Please copy the data exactly as it stands, minus the images.

____________________

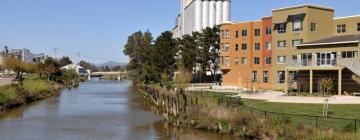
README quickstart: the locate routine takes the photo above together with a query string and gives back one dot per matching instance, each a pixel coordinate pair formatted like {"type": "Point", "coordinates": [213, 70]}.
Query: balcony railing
{"type": "Point", "coordinates": [309, 63]}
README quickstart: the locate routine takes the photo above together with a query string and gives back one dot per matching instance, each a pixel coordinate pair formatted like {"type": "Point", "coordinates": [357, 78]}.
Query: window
{"type": "Point", "coordinates": [243, 60]}
{"type": "Point", "coordinates": [222, 34]}
{"type": "Point", "coordinates": [313, 27]}
{"type": "Point", "coordinates": [256, 60]}
{"type": "Point", "coordinates": [254, 76]}
{"type": "Point", "coordinates": [281, 76]}
{"type": "Point", "coordinates": [306, 59]}
{"type": "Point", "coordinates": [268, 45]}
{"type": "Point", "coordinates": [227, 34]}
{"type": "Point", "coordinates": [294, 59]}
{"type": "Point", "coordinates": [227, 61]}
{"type": "Point", "coordinates": [297, 23]}
{"type": "Point", "coordinates": [341, 28]}
{"type": "Point", "coordinates": [244, 47]}
{"type": "Point", "coordinates": [222, 60]}
{"type": "Point", "coordinates": [244, 33]}
{"type": "Point", "coordinates": [268, 31]}
{"type": "Point", "coordinates": [281, 28]}
{"type": "Point", "coordinates": [349, 54]}
{"type": "Point", "coordinates": [227, 48]}
{"type": "Point", "coordinates": [296, 42]}
{"type": "Point", "coordinates": [266, 77]}
{"type": "Point", "coordinates": [257, 46]}
{"type": "Point", "coordinates": [257, 32]}
{"type": "Point", "coordinates": [236, 60]}
{"type": "Point", "coordinates": [268, 60]}
{"type": "Point", "coordinates": [281, 59]}
{"type": "Point", "coordinates": [281, 44]}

____________________

Task result:
README quickstart: the locate routine takes the photo above together with a query string and gives back one dot per matching instance, each a pixel coordinate pair formatted like {"type": "Point", "coordinates": [213, 70]}.
Query: balcony railing
{"type": "Point", "coordinates": [309, 63]}
README quickstart: the locate routine takes the photo above together with a query string and gives back one dot per matching instance, each a pixel coordinate pair formatted like {"type": "Point", "coordinates": [357, 78]}.
Query: window
{"type": "Point", "coordinates": [243, 60]}
{"type": "Point", "coordinates": [222, 34]}
{"type": "Point", "coordinates": [313, 27]}
{"type": "Point", "coordinates": [256, 60]}
{"type": "Point", "coordinates": [254, 76]}
{"type": "Point", "coordinates": [281, 76]}
{"type": "Point", "coordinates": [306, 59]}
{"type": "Point", "coordinates": [268, 45]}
{"type": "Point", "coordinates": [227, 34]}
{"type": "Point", "coordinates": [294, 59]}
{"type": "Point", "coordinates": [227, 61]}
{"type": "Point", "coordinates": [297, 23]}
{"type": "Point", "coordinates": [341, 28]}
{"type": "Point", "coordinates": [244, 47]}
{"type": "Point", "coordinates": [222, 60]}
{"type": "Point", "coordinates": [244, 33]}
{"type": "Point", "coordinates": [268, 31]}
{"type": "Point", "coordinates": [281, 28]}
{"type": "Point", "coordinates": [349, 54]}
{"type": "Point", "coordinates": [227, 48]}
{"type": "Point", "coordinates": [296, 42]}
{"type": "Point", "coordinates": [266, 77]}
{"type": "Point", "coordinates": [257, 46]}
{"type": "Point", "coordinates": [257, 32]}
{"type": "Point", "coordinates": [236, 60]}
{"type": "Point", "coordinates": [268, 60]}
{"type": "Point", "coordinates": [281, 59]}
{"type": "Point", "coordinates": [281, 44]}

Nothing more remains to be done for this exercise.